▼

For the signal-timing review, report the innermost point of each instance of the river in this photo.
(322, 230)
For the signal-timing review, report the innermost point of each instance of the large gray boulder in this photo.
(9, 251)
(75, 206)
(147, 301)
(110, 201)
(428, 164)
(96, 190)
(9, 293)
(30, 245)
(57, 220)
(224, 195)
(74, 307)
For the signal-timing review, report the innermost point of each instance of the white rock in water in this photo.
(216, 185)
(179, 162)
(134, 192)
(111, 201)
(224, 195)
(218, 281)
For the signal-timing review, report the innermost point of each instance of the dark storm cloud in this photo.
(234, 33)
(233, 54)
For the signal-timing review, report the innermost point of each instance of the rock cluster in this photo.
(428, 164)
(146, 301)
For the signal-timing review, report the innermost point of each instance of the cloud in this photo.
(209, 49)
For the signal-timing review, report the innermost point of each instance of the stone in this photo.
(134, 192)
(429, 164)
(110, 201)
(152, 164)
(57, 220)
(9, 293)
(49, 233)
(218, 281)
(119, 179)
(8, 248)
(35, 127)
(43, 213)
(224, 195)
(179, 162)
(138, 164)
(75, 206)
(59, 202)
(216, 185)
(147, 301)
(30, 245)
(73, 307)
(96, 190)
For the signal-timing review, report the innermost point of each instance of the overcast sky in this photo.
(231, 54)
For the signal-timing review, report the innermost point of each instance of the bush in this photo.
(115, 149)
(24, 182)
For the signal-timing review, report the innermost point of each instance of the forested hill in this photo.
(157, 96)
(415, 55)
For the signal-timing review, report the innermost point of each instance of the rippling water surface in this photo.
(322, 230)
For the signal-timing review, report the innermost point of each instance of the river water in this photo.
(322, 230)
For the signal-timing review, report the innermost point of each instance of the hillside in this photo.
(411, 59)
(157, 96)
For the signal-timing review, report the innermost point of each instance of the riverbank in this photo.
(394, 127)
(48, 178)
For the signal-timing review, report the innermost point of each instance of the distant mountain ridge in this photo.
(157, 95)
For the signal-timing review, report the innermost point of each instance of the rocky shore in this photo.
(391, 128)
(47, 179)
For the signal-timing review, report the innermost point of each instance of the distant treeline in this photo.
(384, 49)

▲

> Work to complete
Copy every item above word for word, keeping each line exactly as it appears.

> Problem solution
For the signal-timing review, report the innermost point of each instance of the river in this photo.
(322, 230)
For the signal-timing review, report the innermost point of each instance of the large gray boulder in this photo.
(9, 251)
(75, 206)
(147, 301)
(110, 201)
(428, 164)
(96, 190)
(9, 293)
(30, 245)
(57, 220)
(224, 195)
(74, 307)
For the signal-timing review, report the innermost point of each instance of the white rock in water in this photo.
(216, 185)
(179, 162)
(134, 192)
(111, 201)
(224, 195)
(218, 281)
For the signal-timing review, report the innermost point of each instance of the dark storm cloud in this photo.
(234, 33)
(233, 54)
For the signal-timing review, report the innermost point of each instance of the rock cluster in this photo.
(428, 164)
(146, 301)
For the signal-timing review, report the innermost point of each instance of the cloud in this photo.
(209, 49)
For the signal-timing review, report the innermost point of each instance of the stone in this photo.
(134, 192)
(429, 164)
(110, 201)
(152, 164)
(57, 220)
(9, 293)
(49, 233)
(218, 281)
(119, 179)
(8, 248)
(35, 127)
(43, 213)
(224, 195)
(179, 162)
(138, 164)
(75, 206)
(59, 202)
(216, 185)
(147, 301)
(30, 245)
(73, 307)
(96, 190)
For the signal-timing review, report the innermost point of each instance of the overcast sky in this photo.
(231, 54)
For the signal-timing review, report the innermost point of each instance of the bush in this photo.
(115, 149)
(24, 182)
For the signal-timing review, report the innermost point of each instance of the forested hill in this photo.
(157, 96)
(415, 55)
For the signal-timing review, report the innermost point of each instance of the rippling water surface in this photo.
(322, 230)
For the signal-timing review, report the innermost point of each instance of the river water in this photo.
(322, 230)
For the signal-timing review, report the innermost point of each instance of the hillside in this photo.
(411, 59)
(157, 96)
For the signal-timing review, report the innermost point of each instance of the riverbank in this photo.
(394, 127)
(48, 178)
For the signal-timing review, report the innermost point of each instance of the distant mountain ridge in this photo.
(157, 95)
For the signal-timing review, report the innermost point of each instance of the rocky shore in this photo.
(391, 128)
(47, 179)
For the signal-timing review, report the innermost point of each instance of the distant treeline in this photo.
(384, 49)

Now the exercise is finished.